WHAT IS ASKED
Render each row below as one string in a JSON list, skipping blank lines and leaving out the pictures.

DATASET ROWS
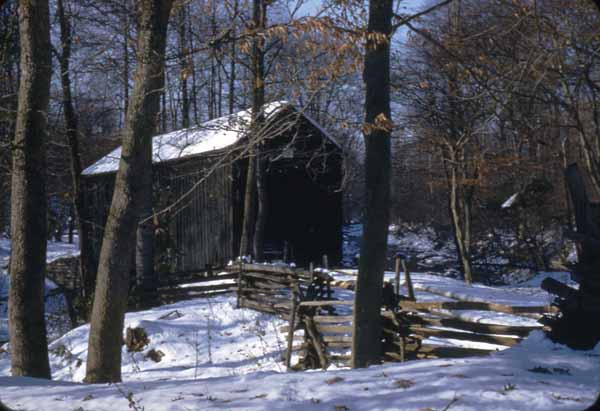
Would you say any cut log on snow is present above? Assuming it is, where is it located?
[410,326,521,347]
[540,278,578,298]
[417,344,496,358]
[400,301,558,315]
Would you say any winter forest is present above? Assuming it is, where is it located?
[0,0,600,411]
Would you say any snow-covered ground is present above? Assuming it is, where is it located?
[0,295,600,411]
[0,233,600,411]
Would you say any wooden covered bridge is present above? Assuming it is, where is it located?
[83,102,343,280]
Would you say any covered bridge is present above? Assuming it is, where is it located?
[82,102,343,273]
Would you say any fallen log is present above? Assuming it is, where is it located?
[409,326,521,347]
[400,300,558,314]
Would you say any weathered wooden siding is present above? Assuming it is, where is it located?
[84,156,233,274]
[170,160,233,271]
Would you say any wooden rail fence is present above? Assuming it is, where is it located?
[284,290,556,369]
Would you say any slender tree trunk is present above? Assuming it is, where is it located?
[177,5,190,128]
[352,0,393,368]
[251,0,269,261]
[56,0,96,302]
[8,0,52,378]
[121,13,129,122]
[447,149,473,284]
[85,0,172,383]
[240,155,256,256]
[228,0,239,114]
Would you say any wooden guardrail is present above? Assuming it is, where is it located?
[284,288,556,369]
[226,263,333,318]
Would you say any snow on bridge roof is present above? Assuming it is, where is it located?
[83,101,339,175]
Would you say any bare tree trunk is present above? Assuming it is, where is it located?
[177,5,190,128]
[56,0,96,302]
[228,0,239,114]
[252,0,269,261]
[352,0,393,368]
[85,0,172,383]
[447,149,473,284]
[122,13,129,122]
[8,0,52,378]
[240,0,266,260]
[240,154,256,256]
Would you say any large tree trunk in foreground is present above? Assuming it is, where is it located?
[240,0,267,261]
[352,0,393,368]
[8,0,52,378]
[85,0,172,383]
[248,0,269,261]
[56,0,96,303]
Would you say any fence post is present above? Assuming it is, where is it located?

FULL SOLUTION
[
  "Would you say any cut log on snow is present above? Assuming it is, where is it located?",
  "[410,326,521,347]",
  "[540,278,578,298]",
  "[417,344,496,358]",
  "[400,301,558,315]",
  "Would you say any winter forest is present above? Assuming it is, where is it located?",
  "[0,0,600,411]",
  "Would you say any snow-covered ground is present above? Assuming it is, where is it located?",
  "[0,295,600,411]",
  "[0,233,600,411]",
  "Would you say any wooden covered bridge is present above? Assuming it is, where is it located?",
  "[83,102,343,280]",
  "Would you say any covered bridge is present above? Assuming it is, where is it located?",
  "[82,102,343,273]",
  "Would you say any fallen log is present above? Assuming it is, where is it located?",
  "[409,326,521,347]",
  "[400,300,558,314]",
  "Would you say any weathered wooden siding is present above? Assuming it is, where is it located?",
  "[84,156,233,274]",
  "[170,160,233,271]",
  "Would you say any wooden rail fence is present above? Assuming it is, where is it located?",
  "[284,290,556,369]",
  "Would you say any slender tree trunk is present above? Assuming it is, where is it located?",
  "[177,5,190,128]",
  "[352,0,393,368]",
  "[251,0,269,261]",
  "[56,0,96,302]",
  "[8,0,52,378]",
  "[121,13,129,122]",
  "[447,149,473,284]",
  "[85,0,172,383]",
  "[240,155,256,256]",
  "[228,0,239,114]",
  "Would you say any wooden guardrail is present above? Assuming it is, where is it located?",
  "[284,288,556,369]",
  "[226,263,333,318]",
  "Would you say any snow on bridge roof is present above? Assuming it is, where is it located?",
  "[83,101,339,175]",
  "Would you say any bare tree trunk is present above? Assuming it is, where is it located?",
  "[177,5,190,128]",
  "[56,0,96,302]",
  "[228,0,239,114]",
  "[252,0,269,261]",
  "[352,0,393,368]",
  "[85,0,172,383]",
  "[447,149,473,284]",
  "[122,13,129,122]",
  "[8,0,52,378]",
  "[240,0,266,260]",
  "[240,154,256,256]",
  "Would you say any large tree trunk in foreground is present above? Assuming it is, where is it located?",
  "[240,0,267,261]",
  "[352,0,393,368]",
  "[8,0,52,378]",
  "[85,0,172,383]",
  "[248,0,269,261]",
  "[56,0,96,303]",
  "Would you say any fence post is present above? Assuming it is, where is it located?"
]